The request.
Repeat the data below line by line, without changing anything.

Given records.

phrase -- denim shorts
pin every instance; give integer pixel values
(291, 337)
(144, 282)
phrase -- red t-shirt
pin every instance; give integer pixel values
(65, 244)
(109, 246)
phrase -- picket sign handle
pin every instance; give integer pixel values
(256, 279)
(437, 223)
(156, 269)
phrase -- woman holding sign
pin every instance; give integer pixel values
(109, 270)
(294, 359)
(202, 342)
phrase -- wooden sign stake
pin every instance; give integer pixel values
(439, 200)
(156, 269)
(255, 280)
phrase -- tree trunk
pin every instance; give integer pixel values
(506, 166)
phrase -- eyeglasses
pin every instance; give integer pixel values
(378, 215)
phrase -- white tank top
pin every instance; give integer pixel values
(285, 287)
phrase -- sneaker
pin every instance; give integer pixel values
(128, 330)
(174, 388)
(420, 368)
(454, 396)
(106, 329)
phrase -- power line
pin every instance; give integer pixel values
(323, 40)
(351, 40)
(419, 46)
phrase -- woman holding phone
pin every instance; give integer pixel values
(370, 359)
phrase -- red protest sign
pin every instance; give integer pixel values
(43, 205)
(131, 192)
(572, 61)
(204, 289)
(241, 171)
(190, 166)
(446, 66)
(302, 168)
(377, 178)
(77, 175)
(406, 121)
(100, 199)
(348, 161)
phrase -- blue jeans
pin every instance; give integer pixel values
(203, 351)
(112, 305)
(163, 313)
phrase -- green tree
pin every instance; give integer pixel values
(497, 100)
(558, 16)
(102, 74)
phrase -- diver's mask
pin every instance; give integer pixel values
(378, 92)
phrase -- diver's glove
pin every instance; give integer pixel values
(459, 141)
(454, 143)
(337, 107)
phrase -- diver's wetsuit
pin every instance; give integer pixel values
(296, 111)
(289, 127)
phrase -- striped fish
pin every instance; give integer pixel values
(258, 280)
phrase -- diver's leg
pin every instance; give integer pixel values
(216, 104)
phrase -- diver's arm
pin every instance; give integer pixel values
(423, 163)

Response.
phrase -- denim shorts
pin every instance; give integer pixel values
(291, 337)
(144, 282)
phrase -- red t-shirt
pin every instance; give integer pixel values
(65, 244)
(109, 246)
phrase -- picket sign handle
pin every instance; give integer pixel values
(256, 279)
(437, 223)
(156, 269)
phrase -- woman holding sign
pin every instance; give integer pixel values
(109, 270)
(294, 359)
(202, 342)
phrase -- wooden sign stake
pin every instance; give integer pixel values
(439, 200)
(156, 269)
(255, 280)
phrase -- tree trunk
pin every instance; give integer pixel values
(506, 166)
phrase -- eyeglasses
pin every instance; give integer pixel values
(378, 215)
phrase -- white tank top
pin every instance; give integer pixel values
(285, 287)
phrase -- sneaker
pin every instance; give integer pixel values
(128, 330)
(174, 388)
(420, 368)
(454, 396)
(106, 329)
phrase -- power line
pin every instance; give integer pixel values
(323, 40)
(351, 40)
(419, 46)
phrase -- woman holding phone
pin every instance; give integer pixel values
(370, 359)
phrase -- red protest sign
pin every instance; give integer pixel values
(43, 205)
(131, 192)
(572, 61)
(204, 289)
(241, 171)
(190, 166)
(446, 66)
(302, 168)
(377, 178)
(77, 175)
(406, 121)
(100, 199)
(348, 161)
phrase -- blue jeans
pin every instance; give integer pixel values
(203, 351)
(112, 305)
(163, 313)
phrase -- green tree
pin every instance; give integer pixel values
(497, 100)
(558, 16)
(102, 74)
phrase -- diver's mask
pin every instance; give integer pixel values
(378, 92)
phrase -- diver's glove
pin every instance; give integer pixel values
(459, 141)
(454, 143)
(337, 107)
phrase -- diver's wetsuit
pin every instance; give integer pixel values
(296, 111)
(289, 127)
phrase -- striped fish
pin every instance; give integer pixel values
(258, 280)
phrase -- diver's leg
pin every instance; give integer pixel values
(216, 104)
phrase -- diver's arm
pin every instance; give integer pixel values
(423, 163)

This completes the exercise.